## What to produce
Which lines of the listing below contain the word "truck"? Copy each of them in full.
[START Input material]
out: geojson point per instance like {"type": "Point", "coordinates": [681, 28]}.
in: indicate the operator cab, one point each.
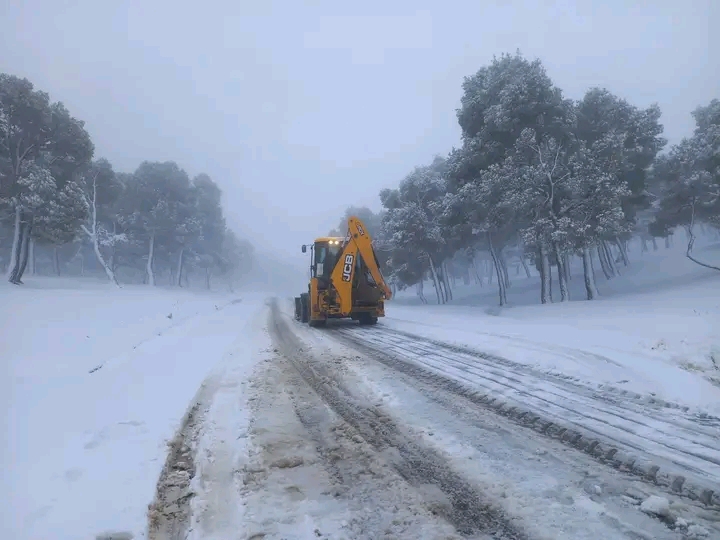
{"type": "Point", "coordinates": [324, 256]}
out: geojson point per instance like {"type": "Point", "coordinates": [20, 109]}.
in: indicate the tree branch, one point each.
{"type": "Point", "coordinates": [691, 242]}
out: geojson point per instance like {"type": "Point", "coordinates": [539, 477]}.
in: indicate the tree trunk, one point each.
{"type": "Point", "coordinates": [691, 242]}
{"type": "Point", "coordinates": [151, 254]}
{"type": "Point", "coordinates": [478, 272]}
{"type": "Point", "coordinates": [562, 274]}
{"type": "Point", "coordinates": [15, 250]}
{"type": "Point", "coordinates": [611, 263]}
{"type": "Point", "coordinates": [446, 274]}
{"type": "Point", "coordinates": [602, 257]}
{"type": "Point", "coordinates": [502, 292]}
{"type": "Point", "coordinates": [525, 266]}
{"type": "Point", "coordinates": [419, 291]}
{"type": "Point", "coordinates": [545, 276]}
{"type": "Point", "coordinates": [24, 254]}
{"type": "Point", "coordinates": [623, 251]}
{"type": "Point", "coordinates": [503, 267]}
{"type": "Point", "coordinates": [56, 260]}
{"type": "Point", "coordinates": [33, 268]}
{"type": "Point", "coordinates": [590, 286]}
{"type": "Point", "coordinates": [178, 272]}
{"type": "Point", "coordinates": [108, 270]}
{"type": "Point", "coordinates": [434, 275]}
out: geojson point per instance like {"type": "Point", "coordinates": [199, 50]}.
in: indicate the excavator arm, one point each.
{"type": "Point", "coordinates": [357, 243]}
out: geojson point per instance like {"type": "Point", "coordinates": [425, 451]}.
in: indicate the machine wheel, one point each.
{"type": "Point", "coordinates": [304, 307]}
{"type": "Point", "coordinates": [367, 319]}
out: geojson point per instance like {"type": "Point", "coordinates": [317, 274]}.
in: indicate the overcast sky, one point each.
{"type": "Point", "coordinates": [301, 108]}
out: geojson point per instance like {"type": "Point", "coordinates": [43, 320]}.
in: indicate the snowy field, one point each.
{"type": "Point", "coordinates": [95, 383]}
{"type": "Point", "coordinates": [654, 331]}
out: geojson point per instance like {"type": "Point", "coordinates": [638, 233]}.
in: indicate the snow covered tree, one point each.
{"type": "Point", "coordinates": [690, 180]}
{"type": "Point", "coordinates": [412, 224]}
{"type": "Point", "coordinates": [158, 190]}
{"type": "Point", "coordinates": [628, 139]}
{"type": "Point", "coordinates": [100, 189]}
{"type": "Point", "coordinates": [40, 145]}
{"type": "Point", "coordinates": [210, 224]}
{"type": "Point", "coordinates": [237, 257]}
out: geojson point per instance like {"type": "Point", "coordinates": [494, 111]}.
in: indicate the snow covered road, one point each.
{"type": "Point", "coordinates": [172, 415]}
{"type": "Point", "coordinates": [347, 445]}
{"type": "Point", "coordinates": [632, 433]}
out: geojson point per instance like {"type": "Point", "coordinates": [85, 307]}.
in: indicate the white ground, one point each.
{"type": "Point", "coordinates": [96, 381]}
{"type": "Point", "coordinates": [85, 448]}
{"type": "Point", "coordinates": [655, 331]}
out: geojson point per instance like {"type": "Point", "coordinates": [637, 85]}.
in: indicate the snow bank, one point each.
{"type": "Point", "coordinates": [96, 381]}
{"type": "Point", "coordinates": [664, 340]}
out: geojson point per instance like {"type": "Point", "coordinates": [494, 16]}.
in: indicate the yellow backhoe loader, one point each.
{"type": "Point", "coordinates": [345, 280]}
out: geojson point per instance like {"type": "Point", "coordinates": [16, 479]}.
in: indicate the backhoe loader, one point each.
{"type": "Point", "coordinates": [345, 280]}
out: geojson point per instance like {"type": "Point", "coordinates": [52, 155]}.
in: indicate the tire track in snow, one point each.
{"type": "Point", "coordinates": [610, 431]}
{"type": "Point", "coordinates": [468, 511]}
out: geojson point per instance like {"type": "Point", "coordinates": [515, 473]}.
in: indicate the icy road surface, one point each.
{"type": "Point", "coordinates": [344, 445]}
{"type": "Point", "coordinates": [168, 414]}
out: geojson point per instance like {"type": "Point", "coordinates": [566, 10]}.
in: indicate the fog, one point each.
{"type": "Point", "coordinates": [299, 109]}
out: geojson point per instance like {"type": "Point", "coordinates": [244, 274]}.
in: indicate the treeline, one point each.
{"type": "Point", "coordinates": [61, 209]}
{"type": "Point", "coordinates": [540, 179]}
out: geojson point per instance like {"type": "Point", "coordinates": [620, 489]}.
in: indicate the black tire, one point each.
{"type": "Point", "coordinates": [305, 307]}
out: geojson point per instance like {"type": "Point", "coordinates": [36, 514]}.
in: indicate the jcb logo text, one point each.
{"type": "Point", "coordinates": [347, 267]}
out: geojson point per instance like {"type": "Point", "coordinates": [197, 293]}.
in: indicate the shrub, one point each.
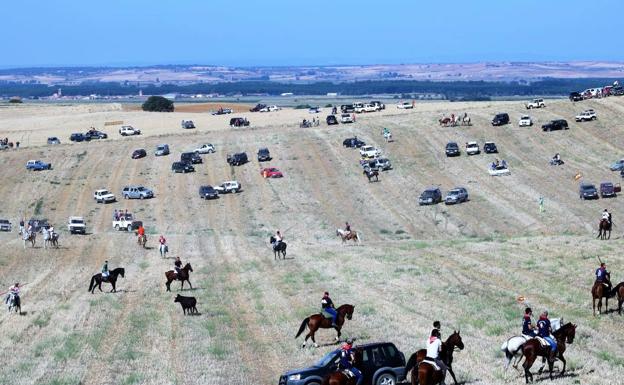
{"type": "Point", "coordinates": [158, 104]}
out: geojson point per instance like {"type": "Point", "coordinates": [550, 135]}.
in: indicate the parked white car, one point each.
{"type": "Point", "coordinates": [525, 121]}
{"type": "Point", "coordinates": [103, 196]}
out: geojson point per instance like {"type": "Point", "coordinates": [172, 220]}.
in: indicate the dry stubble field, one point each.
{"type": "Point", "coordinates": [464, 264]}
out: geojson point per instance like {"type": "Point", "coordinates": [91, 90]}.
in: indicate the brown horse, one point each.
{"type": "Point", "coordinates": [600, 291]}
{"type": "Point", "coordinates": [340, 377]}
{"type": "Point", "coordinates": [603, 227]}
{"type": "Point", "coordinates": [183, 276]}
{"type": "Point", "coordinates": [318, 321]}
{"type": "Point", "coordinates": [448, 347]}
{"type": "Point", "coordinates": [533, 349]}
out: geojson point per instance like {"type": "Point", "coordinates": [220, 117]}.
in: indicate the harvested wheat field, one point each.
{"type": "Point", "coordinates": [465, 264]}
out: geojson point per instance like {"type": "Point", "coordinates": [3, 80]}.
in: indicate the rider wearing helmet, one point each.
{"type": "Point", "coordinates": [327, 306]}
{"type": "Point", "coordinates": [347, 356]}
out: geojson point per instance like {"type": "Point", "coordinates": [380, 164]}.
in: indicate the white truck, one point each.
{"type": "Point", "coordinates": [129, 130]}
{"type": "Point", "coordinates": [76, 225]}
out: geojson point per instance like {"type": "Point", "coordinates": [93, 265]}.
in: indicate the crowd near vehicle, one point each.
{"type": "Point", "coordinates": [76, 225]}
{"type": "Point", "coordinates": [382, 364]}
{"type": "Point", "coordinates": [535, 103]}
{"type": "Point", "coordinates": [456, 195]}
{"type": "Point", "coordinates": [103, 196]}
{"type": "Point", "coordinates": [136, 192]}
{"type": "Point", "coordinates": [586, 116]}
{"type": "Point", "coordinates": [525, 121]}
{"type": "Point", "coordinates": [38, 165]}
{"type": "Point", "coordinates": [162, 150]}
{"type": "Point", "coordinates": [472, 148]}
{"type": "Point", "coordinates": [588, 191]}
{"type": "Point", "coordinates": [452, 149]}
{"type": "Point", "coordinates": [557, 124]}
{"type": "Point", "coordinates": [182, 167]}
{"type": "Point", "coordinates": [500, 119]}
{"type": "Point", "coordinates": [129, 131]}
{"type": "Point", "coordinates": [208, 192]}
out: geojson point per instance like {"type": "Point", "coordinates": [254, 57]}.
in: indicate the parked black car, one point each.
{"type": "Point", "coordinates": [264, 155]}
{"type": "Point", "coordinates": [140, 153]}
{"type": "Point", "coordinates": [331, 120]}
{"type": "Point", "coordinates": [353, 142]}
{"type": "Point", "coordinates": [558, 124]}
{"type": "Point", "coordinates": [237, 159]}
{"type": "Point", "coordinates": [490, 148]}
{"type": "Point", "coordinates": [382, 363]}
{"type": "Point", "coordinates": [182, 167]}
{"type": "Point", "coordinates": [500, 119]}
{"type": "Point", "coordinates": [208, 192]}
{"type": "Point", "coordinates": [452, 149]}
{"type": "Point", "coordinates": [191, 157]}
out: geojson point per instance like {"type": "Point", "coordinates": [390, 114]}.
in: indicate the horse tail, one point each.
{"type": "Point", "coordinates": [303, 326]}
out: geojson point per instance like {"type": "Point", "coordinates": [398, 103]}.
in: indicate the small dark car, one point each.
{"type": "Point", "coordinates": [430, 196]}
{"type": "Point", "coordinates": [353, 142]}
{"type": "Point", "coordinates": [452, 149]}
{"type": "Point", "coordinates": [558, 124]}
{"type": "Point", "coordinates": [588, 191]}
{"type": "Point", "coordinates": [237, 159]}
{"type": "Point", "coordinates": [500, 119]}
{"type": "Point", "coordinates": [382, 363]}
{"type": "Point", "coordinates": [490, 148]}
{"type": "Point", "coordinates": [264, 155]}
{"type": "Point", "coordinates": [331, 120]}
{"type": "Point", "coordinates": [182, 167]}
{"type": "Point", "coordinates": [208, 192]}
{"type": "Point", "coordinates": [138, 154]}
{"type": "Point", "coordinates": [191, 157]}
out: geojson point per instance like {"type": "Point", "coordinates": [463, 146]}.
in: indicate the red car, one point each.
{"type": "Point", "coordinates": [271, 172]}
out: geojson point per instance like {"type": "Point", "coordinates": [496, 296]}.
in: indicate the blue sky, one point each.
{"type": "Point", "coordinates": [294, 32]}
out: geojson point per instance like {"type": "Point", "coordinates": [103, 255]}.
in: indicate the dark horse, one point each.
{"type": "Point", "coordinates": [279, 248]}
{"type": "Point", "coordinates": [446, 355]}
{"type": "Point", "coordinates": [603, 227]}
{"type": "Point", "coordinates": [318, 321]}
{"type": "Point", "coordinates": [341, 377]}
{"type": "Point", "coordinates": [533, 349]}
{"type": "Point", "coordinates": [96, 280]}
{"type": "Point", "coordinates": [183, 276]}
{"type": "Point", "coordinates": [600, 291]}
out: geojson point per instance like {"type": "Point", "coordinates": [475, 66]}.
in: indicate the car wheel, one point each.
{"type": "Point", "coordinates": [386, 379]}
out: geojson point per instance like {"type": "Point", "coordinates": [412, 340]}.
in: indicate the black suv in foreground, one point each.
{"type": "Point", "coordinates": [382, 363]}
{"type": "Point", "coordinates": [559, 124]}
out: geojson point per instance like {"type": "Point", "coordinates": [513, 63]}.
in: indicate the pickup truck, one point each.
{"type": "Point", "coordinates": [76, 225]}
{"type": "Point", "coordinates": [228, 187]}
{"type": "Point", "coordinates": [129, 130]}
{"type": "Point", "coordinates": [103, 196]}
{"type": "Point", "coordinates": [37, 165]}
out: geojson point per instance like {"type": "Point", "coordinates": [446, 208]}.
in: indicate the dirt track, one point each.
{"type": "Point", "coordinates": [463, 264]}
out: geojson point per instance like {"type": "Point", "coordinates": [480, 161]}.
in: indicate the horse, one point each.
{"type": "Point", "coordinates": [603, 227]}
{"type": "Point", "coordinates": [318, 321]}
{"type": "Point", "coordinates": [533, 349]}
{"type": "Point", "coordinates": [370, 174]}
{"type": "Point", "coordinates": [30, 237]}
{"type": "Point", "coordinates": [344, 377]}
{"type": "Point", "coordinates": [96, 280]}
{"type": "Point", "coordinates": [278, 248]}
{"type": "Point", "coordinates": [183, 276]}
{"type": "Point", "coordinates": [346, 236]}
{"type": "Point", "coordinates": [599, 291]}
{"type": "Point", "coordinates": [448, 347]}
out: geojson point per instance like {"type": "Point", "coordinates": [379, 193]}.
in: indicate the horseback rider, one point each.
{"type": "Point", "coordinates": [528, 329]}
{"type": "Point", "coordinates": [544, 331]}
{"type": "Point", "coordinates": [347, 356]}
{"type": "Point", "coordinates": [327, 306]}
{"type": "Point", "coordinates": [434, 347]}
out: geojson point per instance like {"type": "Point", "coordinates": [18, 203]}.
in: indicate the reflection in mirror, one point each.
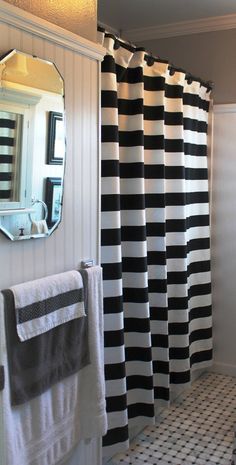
[END Input material]
## Answer to this problem
in: indicate the white truck, one point each.
in: indicate the pickup truck, one point each.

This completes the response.